*Document:*
>>>

Prairie Towns Die Slowly in Canada

By DeNeen L. Brown, Washington Post, Saturday 25 October 2003; Page A16

Cash Crunch, Weariness Converge To Drive Away Farmers and Youth

LAURA, Saskatchewan—The town of Laura used to have a grain elevator, a bank, an elementary school, a livery barn, streetlights and sidewalks. Now ghosts walk the streets and only a few people live in the houses that remain. There are no businesses left. The grain elevator is gone, burned to the ground by the company that built it.

Nettie Wiebe, an organic foods farmer and ethics professor, watched the cremation of the grain elevator. They dug a huge hole. They brought in large cranes, Wiebe said. Inside, the elevators were built of the finest timbers. But they pushed everything into a hole.

The elevator burned for more than a day. And on that final day, the town died.

When that was closed and destroyed, it left no focal point for the community, Wiebe said of the town 60 miles southwest of Saskatoon. It was the last of the community institutions. The school, the post office, the local library—once those closed it's very hard to keep a village alive.

<<<

In the article on Laura, Saskatchewan, how long did the grain elevator burn?

*Supplied data:*

>>>

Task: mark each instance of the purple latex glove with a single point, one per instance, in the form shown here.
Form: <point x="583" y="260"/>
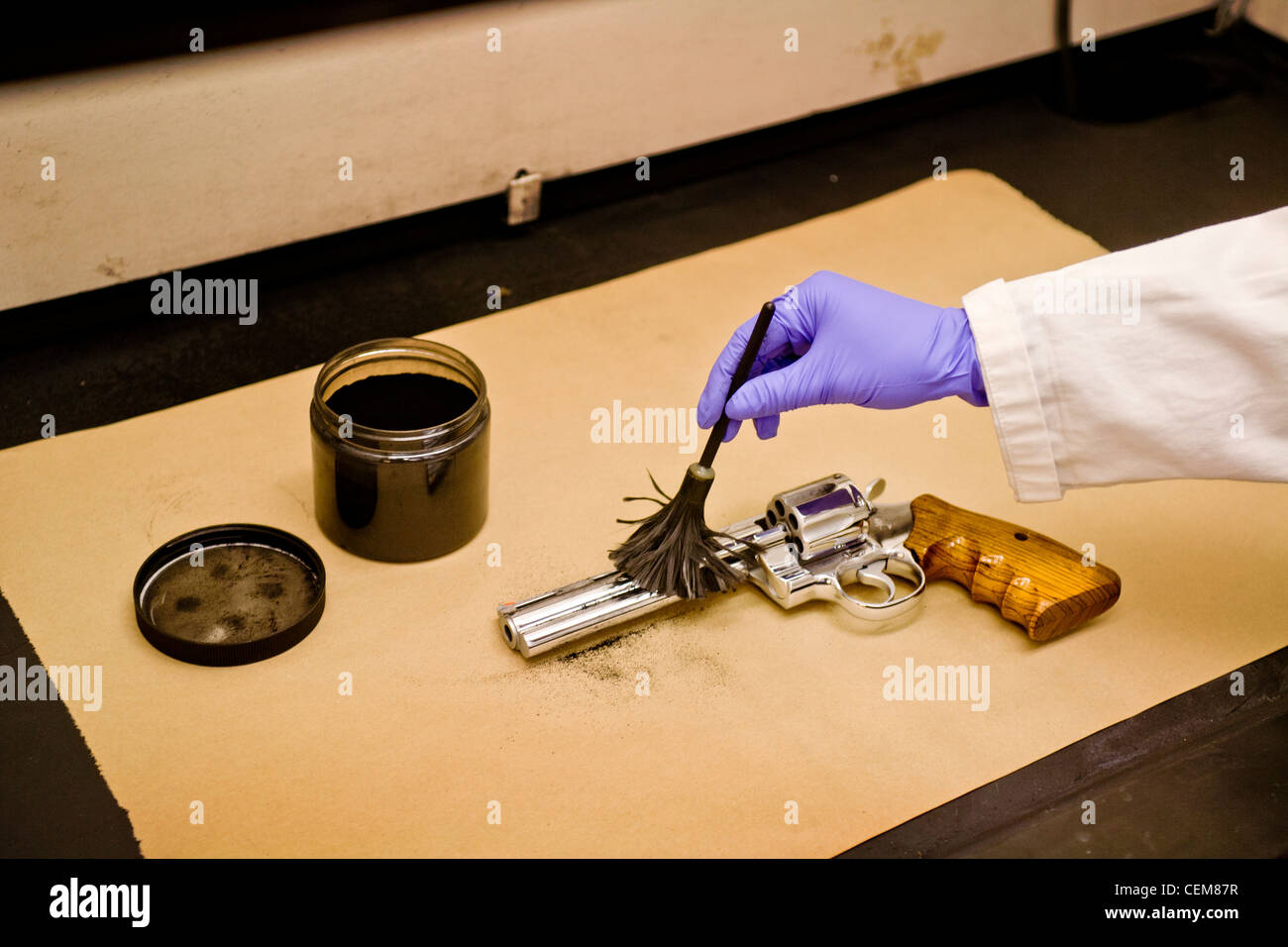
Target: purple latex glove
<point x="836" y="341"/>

<<<

*Reply to the exercise:*
More than a day.